**Exercise material:**
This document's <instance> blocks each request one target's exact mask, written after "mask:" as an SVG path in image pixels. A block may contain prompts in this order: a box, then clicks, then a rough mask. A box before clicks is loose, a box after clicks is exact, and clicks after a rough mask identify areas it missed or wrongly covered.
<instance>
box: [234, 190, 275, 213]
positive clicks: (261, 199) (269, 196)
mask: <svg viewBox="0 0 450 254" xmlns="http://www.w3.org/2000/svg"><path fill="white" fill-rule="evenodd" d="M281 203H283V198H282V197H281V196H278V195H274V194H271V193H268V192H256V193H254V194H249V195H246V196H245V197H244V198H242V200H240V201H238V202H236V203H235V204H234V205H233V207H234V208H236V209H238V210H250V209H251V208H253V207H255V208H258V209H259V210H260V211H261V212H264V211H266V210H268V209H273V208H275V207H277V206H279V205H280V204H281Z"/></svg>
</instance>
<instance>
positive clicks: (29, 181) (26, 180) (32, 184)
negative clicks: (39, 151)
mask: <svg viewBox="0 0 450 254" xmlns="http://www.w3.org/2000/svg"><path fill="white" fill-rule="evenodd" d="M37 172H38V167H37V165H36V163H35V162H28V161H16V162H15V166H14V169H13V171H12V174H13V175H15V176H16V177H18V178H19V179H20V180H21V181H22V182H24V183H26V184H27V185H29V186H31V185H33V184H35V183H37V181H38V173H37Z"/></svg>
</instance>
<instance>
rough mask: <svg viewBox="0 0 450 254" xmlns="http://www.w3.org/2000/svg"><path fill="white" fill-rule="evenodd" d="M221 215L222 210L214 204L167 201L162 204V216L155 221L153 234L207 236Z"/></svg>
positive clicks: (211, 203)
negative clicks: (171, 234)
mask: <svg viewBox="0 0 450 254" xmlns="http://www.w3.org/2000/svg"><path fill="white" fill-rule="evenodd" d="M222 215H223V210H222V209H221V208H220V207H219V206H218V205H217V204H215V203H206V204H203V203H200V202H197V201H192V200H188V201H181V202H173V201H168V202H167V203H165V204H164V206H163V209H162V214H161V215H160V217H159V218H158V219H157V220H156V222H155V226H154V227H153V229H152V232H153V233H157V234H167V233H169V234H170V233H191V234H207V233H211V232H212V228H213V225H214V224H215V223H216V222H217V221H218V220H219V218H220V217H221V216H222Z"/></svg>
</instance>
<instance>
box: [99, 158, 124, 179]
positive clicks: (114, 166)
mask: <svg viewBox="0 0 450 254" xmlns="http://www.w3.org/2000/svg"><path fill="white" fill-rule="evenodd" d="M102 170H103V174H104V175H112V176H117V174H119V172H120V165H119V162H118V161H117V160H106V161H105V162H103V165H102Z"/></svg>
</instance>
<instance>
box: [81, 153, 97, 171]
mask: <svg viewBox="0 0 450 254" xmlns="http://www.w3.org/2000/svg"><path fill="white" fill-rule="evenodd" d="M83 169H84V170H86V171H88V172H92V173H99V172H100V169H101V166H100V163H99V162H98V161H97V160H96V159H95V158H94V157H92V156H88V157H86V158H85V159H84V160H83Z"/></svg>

==

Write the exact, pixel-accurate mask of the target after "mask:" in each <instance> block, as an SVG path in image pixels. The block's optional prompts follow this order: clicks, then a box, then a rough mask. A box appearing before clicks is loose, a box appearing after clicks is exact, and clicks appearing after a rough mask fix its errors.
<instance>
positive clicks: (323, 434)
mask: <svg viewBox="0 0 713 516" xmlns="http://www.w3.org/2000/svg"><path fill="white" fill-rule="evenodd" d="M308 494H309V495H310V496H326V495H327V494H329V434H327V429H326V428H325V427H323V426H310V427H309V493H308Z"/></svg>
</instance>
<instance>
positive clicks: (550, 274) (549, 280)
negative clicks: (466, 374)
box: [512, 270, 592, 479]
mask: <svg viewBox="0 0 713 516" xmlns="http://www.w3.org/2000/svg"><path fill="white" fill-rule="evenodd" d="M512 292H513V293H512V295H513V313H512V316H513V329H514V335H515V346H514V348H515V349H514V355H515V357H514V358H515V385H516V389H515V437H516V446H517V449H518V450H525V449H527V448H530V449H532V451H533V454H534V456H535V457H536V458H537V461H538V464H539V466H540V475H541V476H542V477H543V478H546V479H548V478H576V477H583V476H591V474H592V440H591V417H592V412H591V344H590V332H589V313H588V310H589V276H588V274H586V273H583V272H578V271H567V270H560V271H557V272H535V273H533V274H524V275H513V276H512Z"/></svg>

* * *

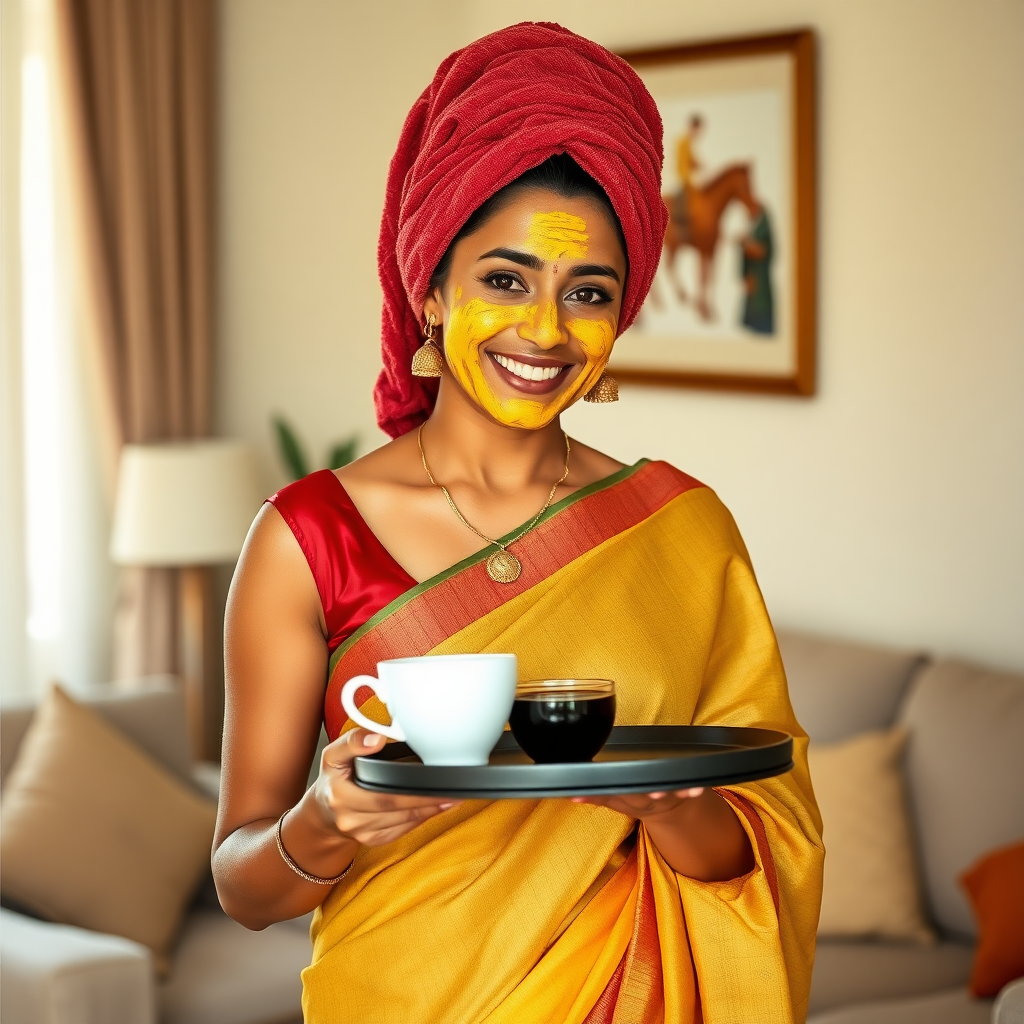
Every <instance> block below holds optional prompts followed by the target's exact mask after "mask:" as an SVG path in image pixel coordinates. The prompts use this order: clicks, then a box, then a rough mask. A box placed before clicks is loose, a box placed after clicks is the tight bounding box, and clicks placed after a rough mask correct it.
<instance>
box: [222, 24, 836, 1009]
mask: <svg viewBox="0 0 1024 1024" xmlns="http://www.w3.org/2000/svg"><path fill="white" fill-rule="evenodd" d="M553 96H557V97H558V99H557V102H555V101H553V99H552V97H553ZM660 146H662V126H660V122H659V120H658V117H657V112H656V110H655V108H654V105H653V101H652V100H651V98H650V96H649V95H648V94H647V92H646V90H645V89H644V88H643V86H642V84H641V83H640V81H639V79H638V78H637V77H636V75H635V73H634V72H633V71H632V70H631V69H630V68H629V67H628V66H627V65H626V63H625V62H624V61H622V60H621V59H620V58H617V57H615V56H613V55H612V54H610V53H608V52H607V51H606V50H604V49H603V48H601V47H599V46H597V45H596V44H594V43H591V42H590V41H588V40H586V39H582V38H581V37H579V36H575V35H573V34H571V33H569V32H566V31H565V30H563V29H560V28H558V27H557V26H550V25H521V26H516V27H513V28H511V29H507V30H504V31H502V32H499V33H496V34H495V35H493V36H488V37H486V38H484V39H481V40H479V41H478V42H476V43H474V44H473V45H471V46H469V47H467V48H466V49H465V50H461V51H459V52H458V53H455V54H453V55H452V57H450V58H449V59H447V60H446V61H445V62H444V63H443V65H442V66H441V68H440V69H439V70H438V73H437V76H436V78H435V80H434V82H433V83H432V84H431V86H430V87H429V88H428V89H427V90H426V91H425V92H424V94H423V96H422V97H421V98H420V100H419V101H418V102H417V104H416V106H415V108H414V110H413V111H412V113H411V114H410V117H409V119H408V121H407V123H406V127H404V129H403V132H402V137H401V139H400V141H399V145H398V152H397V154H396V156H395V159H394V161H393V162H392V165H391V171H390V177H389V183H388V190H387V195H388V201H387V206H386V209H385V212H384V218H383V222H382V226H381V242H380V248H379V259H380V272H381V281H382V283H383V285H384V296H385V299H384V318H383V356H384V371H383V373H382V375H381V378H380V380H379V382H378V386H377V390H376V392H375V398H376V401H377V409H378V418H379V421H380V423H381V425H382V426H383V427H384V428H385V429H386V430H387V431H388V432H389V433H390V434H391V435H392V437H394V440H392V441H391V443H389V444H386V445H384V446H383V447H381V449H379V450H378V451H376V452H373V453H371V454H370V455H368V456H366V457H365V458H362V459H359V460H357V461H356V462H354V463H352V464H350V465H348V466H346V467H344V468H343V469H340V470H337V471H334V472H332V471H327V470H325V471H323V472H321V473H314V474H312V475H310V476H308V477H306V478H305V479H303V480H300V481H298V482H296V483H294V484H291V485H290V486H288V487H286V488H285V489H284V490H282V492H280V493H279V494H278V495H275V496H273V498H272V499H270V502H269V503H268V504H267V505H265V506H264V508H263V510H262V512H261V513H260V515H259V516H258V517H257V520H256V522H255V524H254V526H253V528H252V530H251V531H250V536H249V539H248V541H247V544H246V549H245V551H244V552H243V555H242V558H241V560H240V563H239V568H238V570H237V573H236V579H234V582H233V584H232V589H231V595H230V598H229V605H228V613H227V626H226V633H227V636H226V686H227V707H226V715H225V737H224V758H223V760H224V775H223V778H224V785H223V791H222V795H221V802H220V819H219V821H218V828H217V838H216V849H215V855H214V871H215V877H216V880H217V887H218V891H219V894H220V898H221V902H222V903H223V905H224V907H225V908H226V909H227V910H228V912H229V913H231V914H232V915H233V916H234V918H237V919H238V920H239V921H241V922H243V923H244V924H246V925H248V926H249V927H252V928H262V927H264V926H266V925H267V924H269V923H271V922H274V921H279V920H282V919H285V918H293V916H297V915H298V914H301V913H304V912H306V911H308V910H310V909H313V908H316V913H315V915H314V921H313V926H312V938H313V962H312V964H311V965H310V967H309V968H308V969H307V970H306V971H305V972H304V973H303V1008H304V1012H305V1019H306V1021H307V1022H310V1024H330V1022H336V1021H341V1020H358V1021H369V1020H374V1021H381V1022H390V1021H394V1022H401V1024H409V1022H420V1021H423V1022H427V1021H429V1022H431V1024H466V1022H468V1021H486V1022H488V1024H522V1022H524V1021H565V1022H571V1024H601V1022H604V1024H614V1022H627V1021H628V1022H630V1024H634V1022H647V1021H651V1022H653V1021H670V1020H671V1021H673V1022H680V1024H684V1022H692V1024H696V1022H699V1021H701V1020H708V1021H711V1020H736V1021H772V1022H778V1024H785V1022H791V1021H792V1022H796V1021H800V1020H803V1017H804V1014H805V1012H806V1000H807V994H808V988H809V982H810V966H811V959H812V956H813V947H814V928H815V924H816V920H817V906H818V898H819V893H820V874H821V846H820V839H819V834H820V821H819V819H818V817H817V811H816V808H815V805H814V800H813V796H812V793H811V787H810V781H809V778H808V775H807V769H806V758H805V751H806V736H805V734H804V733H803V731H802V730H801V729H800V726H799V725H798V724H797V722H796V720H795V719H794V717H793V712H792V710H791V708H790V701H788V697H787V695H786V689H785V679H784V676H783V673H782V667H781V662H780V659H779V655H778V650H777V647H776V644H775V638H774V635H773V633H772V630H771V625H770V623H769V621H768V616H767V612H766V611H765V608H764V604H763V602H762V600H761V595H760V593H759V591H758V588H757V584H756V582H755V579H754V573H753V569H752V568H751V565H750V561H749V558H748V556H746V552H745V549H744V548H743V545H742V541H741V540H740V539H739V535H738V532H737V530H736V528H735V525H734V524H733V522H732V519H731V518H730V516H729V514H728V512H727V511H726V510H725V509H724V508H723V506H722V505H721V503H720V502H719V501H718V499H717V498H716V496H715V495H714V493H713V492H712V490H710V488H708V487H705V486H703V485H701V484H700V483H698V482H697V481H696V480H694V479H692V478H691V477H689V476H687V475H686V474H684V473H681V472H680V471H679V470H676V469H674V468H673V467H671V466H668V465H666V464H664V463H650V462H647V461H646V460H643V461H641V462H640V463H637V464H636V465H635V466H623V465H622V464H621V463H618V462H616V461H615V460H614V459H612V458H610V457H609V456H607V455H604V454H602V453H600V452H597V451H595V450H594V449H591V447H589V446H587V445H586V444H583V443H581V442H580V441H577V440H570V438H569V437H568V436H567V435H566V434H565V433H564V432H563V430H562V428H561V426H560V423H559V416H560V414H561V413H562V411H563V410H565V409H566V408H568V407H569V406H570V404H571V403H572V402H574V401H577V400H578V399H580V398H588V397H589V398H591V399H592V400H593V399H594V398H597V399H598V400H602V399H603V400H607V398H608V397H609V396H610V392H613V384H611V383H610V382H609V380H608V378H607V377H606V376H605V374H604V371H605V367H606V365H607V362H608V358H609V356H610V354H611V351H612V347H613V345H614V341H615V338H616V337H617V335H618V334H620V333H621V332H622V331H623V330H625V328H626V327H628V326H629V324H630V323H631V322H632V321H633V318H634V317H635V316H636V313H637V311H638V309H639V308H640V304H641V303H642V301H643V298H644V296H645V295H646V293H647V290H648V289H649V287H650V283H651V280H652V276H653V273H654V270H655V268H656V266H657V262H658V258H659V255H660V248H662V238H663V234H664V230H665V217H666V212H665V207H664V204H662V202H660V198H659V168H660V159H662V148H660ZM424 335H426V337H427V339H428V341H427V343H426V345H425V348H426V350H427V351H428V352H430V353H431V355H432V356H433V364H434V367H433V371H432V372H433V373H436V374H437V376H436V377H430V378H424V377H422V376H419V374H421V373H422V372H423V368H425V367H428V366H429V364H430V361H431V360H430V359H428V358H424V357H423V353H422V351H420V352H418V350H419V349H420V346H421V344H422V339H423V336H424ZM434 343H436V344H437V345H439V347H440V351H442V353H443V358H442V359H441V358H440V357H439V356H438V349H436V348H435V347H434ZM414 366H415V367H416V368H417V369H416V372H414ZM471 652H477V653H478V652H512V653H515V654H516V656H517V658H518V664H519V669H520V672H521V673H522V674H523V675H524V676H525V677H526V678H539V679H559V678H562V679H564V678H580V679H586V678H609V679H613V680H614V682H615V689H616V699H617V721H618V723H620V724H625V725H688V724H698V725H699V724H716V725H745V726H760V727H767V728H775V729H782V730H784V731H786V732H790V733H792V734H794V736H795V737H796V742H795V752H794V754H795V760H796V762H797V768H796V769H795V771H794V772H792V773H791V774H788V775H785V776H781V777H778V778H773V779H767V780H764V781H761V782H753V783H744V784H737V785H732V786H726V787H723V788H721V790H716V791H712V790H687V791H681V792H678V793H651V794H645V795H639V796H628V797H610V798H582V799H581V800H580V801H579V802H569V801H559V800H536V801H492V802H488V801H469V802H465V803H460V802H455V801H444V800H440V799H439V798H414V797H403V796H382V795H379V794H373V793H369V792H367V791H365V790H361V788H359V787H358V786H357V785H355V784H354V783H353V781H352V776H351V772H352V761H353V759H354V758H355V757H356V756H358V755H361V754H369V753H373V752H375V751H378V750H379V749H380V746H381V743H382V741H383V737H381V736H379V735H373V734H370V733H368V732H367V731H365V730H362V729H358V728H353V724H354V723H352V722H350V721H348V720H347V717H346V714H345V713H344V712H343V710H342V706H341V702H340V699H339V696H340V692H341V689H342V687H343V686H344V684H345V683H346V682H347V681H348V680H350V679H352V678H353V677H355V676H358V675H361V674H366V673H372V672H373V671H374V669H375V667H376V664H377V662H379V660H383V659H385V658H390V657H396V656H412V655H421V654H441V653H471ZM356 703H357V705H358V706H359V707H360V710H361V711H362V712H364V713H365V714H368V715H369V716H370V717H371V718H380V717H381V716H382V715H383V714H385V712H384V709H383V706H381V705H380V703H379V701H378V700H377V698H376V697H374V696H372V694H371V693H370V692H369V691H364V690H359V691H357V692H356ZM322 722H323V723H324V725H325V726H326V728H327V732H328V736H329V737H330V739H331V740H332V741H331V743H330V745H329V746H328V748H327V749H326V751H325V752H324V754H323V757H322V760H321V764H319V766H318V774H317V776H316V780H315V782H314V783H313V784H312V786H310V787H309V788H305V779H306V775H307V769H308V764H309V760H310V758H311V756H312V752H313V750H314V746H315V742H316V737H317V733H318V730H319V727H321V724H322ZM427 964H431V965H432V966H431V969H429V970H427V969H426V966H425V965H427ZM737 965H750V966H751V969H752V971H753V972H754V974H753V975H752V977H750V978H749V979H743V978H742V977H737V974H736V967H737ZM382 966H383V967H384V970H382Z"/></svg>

**Try it:** All that should be written out is the stretch of lines above between the one holding "Write the exact, pixel-accurate" and the one holding "negative clicks: (466, 374)", inclusive, exactly as given.

**Result below:**
Write the exact, pixel-accurate mask of the target after "mask:" in each <instance> block, as an SVG path in image pixels. The block's optional prompts follow this order: clicks, then a box, then a rough mask. A box appearing before clicks is loose, a box appearing after clicks is exact, and clicks appearing after a rough mask fix its errors.
<instance>
positive clicks: (323, 434)
mask: <svg viewBox="0 0 713 516" xmlns="http://www.w3.org/2000/svg"><path fill="white" fill-rule="evenodd" d="M308 494H309V495H310V496H326V495H327V494H329V434H327V429H326V428H325V427H323V426H310V427H309V493H308Z"/></svg>
</instance>
<instance>
positive clicks: (550, 274) (549, 280)
negative clicks: (466, 374)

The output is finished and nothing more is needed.